Data listing:
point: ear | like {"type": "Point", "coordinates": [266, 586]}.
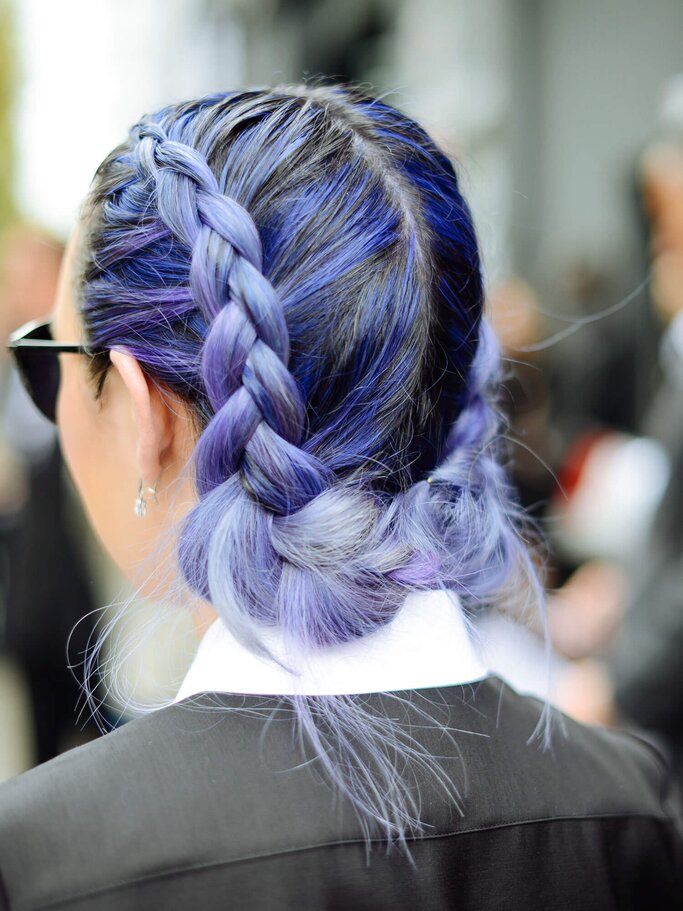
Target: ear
{"type": "Point", "coordinates": [154, 418]}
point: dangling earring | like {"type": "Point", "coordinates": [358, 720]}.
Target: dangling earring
{"type": "Point", "coordinates": [140, 507]}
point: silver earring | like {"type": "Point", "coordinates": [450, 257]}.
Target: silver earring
{"type": "Point", "coordinates": [140, 507]}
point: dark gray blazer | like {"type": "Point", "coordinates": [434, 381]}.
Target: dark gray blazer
{"type": "Point", "coordinates": [193, 808]}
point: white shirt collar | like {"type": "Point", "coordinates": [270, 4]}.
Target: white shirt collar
{"type": "Point", "coordinates": [427, 644]}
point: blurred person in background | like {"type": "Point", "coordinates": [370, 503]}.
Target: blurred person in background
{"type": "Point", "coordinates": [44, 589]}
{"type": "Point", "coordinates": [281, 289]}
{"type": "Point", "coordinates": [627, 623]}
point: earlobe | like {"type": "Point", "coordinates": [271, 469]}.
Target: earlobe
{"type": "Point", "coordinates": [153, 419]}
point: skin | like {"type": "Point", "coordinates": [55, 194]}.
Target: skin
{"type": "Point", "coordinates": [133, 431]}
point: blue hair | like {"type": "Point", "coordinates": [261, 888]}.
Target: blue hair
{"type": "Point", "coordinates": [299, 265]}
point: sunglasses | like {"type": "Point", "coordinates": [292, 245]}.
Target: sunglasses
{"type": "Point", "coordinates": [35, 354]}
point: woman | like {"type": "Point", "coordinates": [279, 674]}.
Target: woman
{"type": "Point", "coordinates": [275, 382]}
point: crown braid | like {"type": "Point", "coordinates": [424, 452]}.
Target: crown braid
{"type": "Point", "coordinates": [366, 465]}
{"type": "Point", "coordinates": [258, 419]}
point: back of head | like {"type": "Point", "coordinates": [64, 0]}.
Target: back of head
{"type": "Point", "coordinates": [298, 264]}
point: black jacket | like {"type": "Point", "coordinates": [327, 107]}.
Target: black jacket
{"type": "Point", "coordinates": [193, 808]}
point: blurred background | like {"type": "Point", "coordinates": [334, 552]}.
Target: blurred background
{"type": "Point", "coordinates": [567, 123]}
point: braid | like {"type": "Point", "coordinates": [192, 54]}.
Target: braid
{"type": "Point", "coordinates": [348, 454]}
{"type": "Point", "coordinates": [258, 419]}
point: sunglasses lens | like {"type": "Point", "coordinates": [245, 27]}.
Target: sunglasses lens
{"type": "Point", "coordinates": [40, 375]}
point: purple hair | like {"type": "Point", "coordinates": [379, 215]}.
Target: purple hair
{"type": "Point", "coordinates": [299, 265]}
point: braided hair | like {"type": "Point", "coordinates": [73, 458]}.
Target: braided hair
{"type": "Point", "coordinates": [299, 265]}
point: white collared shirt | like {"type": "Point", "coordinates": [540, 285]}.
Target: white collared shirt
{"type": "Point", "coordinates": [427, 644]}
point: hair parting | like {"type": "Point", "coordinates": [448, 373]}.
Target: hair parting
{"type": "Point", "coordinates": [298, 265]}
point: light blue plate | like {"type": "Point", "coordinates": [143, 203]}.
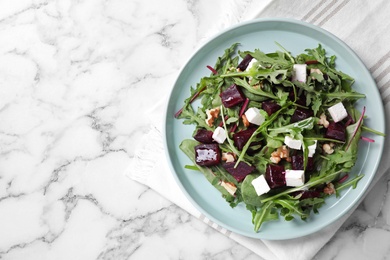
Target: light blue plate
{"type": "Point", "coordinates": [295, 36]}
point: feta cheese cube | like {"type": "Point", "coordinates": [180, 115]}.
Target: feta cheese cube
{"type": "Point", "coordinates": [219, 135]}
{"type": "Point", "coordinates": [312, 149]}
{"type": "Point", "coordinates": [295, 178]}
{"type": "Point", "coordinates": [299, 72]}
{"type": "Point", "coordinates": [230, 187]}
{"type": "Point", "coordinates": [254, 116]}
{"type": "Point", "coordinates": [292, 143]}
{"type": "Point", "coordinates": [261, 186]}
{"type": "Point", "coordinates": [250, 65]}
{"type": "Point", "coordinates": [338, 112]}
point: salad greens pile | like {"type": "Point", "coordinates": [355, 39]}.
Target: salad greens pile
{"type": "Point", "coordinates": [269, 85]}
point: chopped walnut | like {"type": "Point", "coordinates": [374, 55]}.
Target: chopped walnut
{"type": "Point", "coordinates": [323, 121]}
{"type": "Point", "coordinates": [211, 115]}
{"type": "Point", "coordinates": [328, 148]}
{"type": "Point", "coordinates": [280, 153]}
{"type": "Point", "coordinates": [245, 120]}
{"type": "Point", "coordinates": [329, 189]}
{"type": "Point", "coordinates": [228, 157]}
{"type": "Point", "coordinates": [230, 187]}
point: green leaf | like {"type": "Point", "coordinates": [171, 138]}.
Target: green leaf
{"type": "Point", "coordinates": [264, 214]}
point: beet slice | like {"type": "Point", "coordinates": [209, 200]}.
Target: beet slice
{"type": "Point", "coordinates": [207, 154]}
{"type": "Point", "coordinates": [245, 62]}
{"type": "Point", "coordinates": [204, 136]}
{"type": "Point", "coordinates": [241, 138]}
{"type": "Point", "coordinates": [301, 114]}
{"type": "Point", "coordinates": [270, 107]}
{"type": "Point", "coordinates": [240, 172]}
{"type": "Point", "coordinates": [275, 176]}
{"type": "Point", "coordinates": [297, 163]}
{"type": "Point", "coordinates": [335, 131]}
{"type": "Point", "coordinates": [232, 96]}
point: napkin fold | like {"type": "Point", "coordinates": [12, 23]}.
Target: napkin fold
{"type": "Point", "coordinates": [150, 168]}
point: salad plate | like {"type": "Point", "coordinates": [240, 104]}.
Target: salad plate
{"type": "Point", "coordinates": [295, 36]}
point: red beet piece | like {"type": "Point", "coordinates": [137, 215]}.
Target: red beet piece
{"type": "Point", "coordinates": [232, 96]}
{"type": "Point", "coordinates": [240, 172]}
{"type": "Point", "coordinates": [245, 62]}
{"type": "Point", "coordinates": [297, 163]}
{"type": "Point", "coordinates": [336, 131]}
{"type": "Point", "coordinates": [242, 137]}
{"type": "Point", "coordinates": [301, 114]}
{"type": "Point", "coordinates": [270, 107]}
{"type": "Point", "coordinates": [204, 136]}
{"type": "Point", "coordinates": [207, 154]}
{"type": "Point", "coordinates": [275, 176]}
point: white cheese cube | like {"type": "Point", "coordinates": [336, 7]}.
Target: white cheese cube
{"type": "Point", "coordinates": [253, 61]}
{"type": "Point", "coordinates": [230, 187]}
{"type": "Point", "coordinates": [261, 186]}
{"type": "Point", "coordinates": [219, 135]}
{"type": "Point", "coordinates": [312, 149]}
{"type": "Point", "coordinates": [295, 178]}
{"type": "Point", "coordinates": [292, 143]}
{"type": "Point", "coordinates": [254, 116]}
{"type": "Point", "coordinates": [338, 112]}
{"type": "Point", "coordinates": [299, 72]}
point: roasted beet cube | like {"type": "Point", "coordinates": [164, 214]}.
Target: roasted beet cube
{"type": "Point", "coordinates": [240, 172]}
{"type": "Point", "coordinates": [297, 163]}
{"type": "Point", "coordinates": [232, 96]}
{"type": "Point", "coordinates": [204, 136]}
{"type": "Point", "coordinates": [275, 176]}
{"type": "Point", "coordinates": [242, 137]}
{"type": "Point", "coordinates": [301, 114]}
{"type": "Point", "coordinates": [336, 131]}
{"type": "Point", "coordinates": [245, 62]}
{"type": "Point", "coordinates": [207, 154]}
{"type": "Point", "coordinates": [270, 107]}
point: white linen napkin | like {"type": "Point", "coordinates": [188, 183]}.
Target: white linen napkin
{"type": "Point", "coordinates": [150, 168]}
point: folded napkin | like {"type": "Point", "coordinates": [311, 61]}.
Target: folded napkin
{"type": "Point", "coordinates": [150, 168]}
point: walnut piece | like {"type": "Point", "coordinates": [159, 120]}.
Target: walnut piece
{"type": "Point", "coordinates": [280, 153]}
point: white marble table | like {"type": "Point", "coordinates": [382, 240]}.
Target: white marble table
{"type": "Point", "coordinates": [76, 78]}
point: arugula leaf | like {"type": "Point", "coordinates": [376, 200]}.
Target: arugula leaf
{"type": "Point", "coordinates": [266, 213]}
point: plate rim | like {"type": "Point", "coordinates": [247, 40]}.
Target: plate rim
{"type": "Point", "coordinates": [355, 201]}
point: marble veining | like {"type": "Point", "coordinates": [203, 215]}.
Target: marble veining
{"type": "Point", "coordinates": [78, 80]}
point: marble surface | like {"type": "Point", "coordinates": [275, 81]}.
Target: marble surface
{"type": "Point", "coordinates": [76, 81]}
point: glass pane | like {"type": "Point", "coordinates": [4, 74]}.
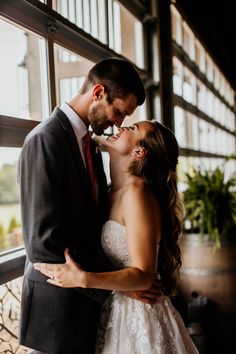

* **WORK INSTRUCTIONS**:
Pull out every line in the rows above that contains the word "roasted" and copy each one.

* **TASK SOLUTION**:
point: roasted beet cube | like {"type": "Point", "coordinates": [164, 214]}.
Target: roasted beet cube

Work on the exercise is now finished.